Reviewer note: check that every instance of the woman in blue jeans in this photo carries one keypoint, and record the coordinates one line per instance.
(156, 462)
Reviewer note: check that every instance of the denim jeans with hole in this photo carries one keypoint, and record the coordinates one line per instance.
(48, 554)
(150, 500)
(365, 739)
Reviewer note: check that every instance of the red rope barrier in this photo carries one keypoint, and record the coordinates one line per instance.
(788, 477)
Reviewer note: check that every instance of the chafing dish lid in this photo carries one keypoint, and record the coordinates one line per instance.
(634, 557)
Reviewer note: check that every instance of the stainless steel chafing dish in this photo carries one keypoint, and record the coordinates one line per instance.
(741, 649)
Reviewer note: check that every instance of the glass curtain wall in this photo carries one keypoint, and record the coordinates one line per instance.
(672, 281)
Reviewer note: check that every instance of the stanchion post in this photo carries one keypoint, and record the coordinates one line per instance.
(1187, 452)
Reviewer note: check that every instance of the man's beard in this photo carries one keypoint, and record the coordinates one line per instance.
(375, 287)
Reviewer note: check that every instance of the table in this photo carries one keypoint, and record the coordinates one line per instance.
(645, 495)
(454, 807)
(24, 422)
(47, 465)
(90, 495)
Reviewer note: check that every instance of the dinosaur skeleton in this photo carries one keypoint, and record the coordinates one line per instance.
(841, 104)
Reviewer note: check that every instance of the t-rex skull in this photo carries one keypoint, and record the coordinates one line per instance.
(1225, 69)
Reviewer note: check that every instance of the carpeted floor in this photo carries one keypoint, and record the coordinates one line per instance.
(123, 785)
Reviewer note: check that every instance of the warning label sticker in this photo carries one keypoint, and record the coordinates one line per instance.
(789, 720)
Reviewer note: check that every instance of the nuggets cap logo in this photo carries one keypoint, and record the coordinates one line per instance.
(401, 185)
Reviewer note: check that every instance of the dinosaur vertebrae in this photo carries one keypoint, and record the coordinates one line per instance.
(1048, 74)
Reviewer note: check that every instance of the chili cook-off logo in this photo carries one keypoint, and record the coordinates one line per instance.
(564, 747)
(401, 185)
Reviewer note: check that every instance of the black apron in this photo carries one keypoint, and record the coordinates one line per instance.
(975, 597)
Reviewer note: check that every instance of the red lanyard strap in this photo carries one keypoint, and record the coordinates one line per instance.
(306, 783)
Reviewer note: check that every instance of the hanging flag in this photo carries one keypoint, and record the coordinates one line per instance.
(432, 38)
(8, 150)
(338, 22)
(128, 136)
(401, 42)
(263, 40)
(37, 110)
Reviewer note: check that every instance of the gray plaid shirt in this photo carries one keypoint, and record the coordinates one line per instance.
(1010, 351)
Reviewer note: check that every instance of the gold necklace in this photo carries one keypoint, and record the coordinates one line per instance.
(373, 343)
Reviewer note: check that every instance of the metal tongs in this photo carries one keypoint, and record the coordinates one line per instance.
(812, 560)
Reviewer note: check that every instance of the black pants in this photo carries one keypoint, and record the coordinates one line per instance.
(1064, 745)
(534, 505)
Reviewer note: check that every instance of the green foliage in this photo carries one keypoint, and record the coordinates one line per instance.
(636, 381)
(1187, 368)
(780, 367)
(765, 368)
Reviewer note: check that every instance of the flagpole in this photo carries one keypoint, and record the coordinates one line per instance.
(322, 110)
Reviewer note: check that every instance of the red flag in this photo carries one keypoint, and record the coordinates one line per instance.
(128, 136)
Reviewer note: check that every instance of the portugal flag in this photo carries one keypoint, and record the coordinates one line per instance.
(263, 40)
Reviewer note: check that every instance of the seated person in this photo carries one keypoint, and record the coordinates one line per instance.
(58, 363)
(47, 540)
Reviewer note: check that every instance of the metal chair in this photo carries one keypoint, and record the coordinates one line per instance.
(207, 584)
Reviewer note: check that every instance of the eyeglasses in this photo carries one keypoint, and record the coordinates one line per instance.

=-=-=-=-=

*What you should do*.
Copy out each record word for word.

*Result below*.
Reviewer note: check that every instance of the woman in blue jeans in this photo carries one keypoint, and record the coordinates one line per instance.
(156, 462)
Reviewer note: check that every instance of the denim jeans with hole in this photo carries one keypoint, and record the coordinates one line per instance.
(48, 554)
(150, 500)
(365, 739)
Reviewer note: check that every instance of the red rope barrier in this photo carries one keypoint, and record the coordinates one line per instance.
(788, 477)
Reviewer note: check that every instance of the chafing dish lid in this photo carries one keypoint, and record the coordinates one line per instance.
(634, 557)
Reviewer note: check that every instance of the stainless steel chafing dish in this photo carries one keypoint, and record the coordinates one line per instance.
(741, 649)
Reviewer note: check that every instance of the glass curtain wall in this photo carries one keypoint, and record the coordinates one line per instance.
(672, 281)
Reviewer note: check that every instance of the stanchion post in this photo carries one keypoint, and record the coordinates one line per instance.
(1187, 452)
Reviewer note: check that every instance of the man's beard in this photo carries one keypoint, and record the coordinates one line per instance.
(375, 287)
Reviewer note: check that every instance of the table in this photo carries one keypoint, and record the coordinates one line per instance.
(645, 495)
(454, 807)
(24, 422)
(47, 465)
(90, 495)
Reviewer note: check that every instance of the dinosaur skeleton in this photo carries one keypoint, and record the coordinates one line per instance.
(841, 104)
Reviewer note: check that every instance of the t-rex skull in this photo carries one keypoint, and record the coordinates one line per instance.
(1225, 69)
Reviewer note: check that every instance of the carpeted floor in this photo carries one keypoint, and record the coordinates one line per instance.
(123, 785)
Reviewer note: check that every instance of the warning label sticker in this photo carries one keypoint, and record the coordinates one line per instance.
(789, 720)
Reviewer note: check that every instance of the nuggets cap logo in this photo carries one keypoint, and record the coordinates one line per instance.
(401, 185)
Reviewer note: check that every instance of the dinosaur vertebrae in this photo carries one keypoint, and record the coordinates one line per instance.
(1048, 74)
Reviewer note: check that every instance of the chili cook-off logo in this photo carries one keypoint, and record the coordinates one line per instance.
(564, 747)
(401, 185)
Reviewer note: check that every instance of the black apron in this photo carries one keypoint, and record the coordinates one line per instance.
(975, 597)
Reviewer note: check that every instance of the red lanyard strap in this photo carries one keypoint, and record the coordinates one line per instance.
(306, 783)
Reviewer note: check that every instance of the hanging flag in this photo carries one keypoint, and record the coordinates one line per instance.
(432, 38)
(8, 150)
(338, 22)
(128, 136)
(401, 42)
(263, 40)
(37, 110)
Reviewer note: check that every instance of the gray plaid shirt in this photo carries one keypoint, and record the coordinates one line per instance.
(1010, 351)
Reviewer note: check that every instance of the gold necklace in this photo carries one keypoint, and record the coordinates one line per instance.
(373, 343)
Reviewer note: check that every instance of the metal tongs in this photo carries one keypoint, and record the coordinates one line per instance.
(812, 560)
Reviewer note: check that every instance of the black pants in this photo carries one keypoint, and record the coordinates one line per instance.
(1064, 745)
(534, 505)
Reviewer note: check that every instance of the green foliage in this photo carries one keypoint, and record the coordinates one line per instance.
(636, 381)
(1187, 368)
(780, 367)
(765, 368)
Reviewer note: check that every instance of the flagpole in this photo carries one keypoint, and record the coordinates one line per instance.
(322, 110)
Reviewer note: check that every instance of the red flag in this photo carries one keypoint, and record the coordinates one line per instance.
(128, 136)
Reviewer note: check that every instance of the portugal flag in this photo carries one keypoint, and record the coordinates one line per instance.
(263, 40)
Reviewer note: check that every instance of the seated person in this photo carries one keypoint, and record the coordinates one line per instance.
(58, 363)
(47, 540)
Reviewer note: check that every instance of the metal chair in this photo carries one keypoint, and record the coordinates one line per instance.
(207, 584)
Reviewer note: check that every instance of the eyeglasses in this photo carries one keypoint, and record the coordinates one line per instance.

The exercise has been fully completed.